### What you have to do
Rewrite all the records below as a single numbered list, with any blank lines left out.

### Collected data
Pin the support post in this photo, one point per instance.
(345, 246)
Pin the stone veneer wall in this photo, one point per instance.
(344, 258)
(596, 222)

### Written reply
1. Pin the support post in this photo, one point per instance.
2. (345, 246)
3. Pin the stone veneer wall in this photo, one point per instance.
4. (344, 258)
5. (596, 222)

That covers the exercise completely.